__PAGE TEXT__
## Begin

I’d been looking forward to your Cuillin posts Carol, and you didn’t disappoint. Well done!!
I did most of the main ridge when i was younger – my Royal Marines unit (45 Commando) went there for mountain training, but I already had four Cuillin summers behind me by then. I think Sgurr Alasdair is potentially the most problematic – technically easy, but fiendishly complex to navigate, especially in the mist.
Good luck with your remaining Munros.


25 09 2013

Do you mean that you think the usual ‘Great Stone Chute’ route up Alasdair is navigationally complex? As it was clear when I did it, it’s hard for me to say but, the route I took back down which descended to just round the corner of the buttress above the Stone Chute was mainly on paths and seemed straightforward. I did rush it though as it was snowing and starting to get very greasy – we did a bit of an emergency exit from that one!

## End

__EXCERPTED RECORDS__
## Begin

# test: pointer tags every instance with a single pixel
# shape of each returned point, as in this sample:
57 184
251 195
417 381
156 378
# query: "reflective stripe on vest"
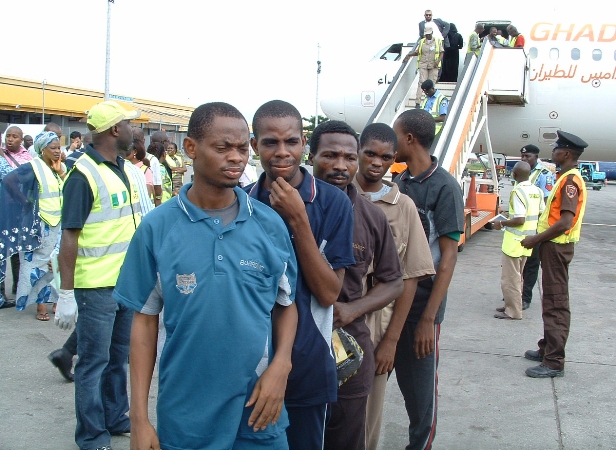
546 221
50 192
109 228
435 110
531 197
437 50
468 47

## End

__ACTIONS TO TAKE__
A: In the listing above, replace "vest" with "jacket" and keep every other line exactly as it is. Leave the picture out of your version.
B: Continue the comments about Sgurr Alasdair and the Cuillin ridge after their last sentence.

__OUTPUTS BY TASK__
A:
# test: pointer tags every instance with a single pixel
# shape of each returned point, as in this sample:
57 184
251 195
417 381
156 378
# query: "reflective stripe on jacket"
546 221
50 192
109 228
435 110
531 197
437 50
468 47

B:
25 09 2013

This will be a valuable source of information for many planning to tackle the Cuillins. Well written, Carol


25 09 2013

I hope it helps people to enjoy their experiences there – I know I didn’t enjoy much of it at the time. Looking back though, the stress beforehand was far, far worse than any of the hills except perhaps Sgurr Mhic Choinnich.


25 09 2013

Full of useful information 🙂

Well done on ticking off Skye’s Munros – hopefully the weather will improve & you can get those pesky two done & dusted in Knoydart


25 09 2013

I think I’m going to have to do them next week, whatever the weather (excepting dangerous winds of course) as I want them out of the way and then I can plan my compleation! The year is advancing rapidly and winter will soon be here!


25 09 2013

Shocked at the price for a guide per day Carol. Lucky you got decent weather on your peaks so at least that was some consolation. That and the fact you can now look back and pat the Cuillin ridge as done and dusted.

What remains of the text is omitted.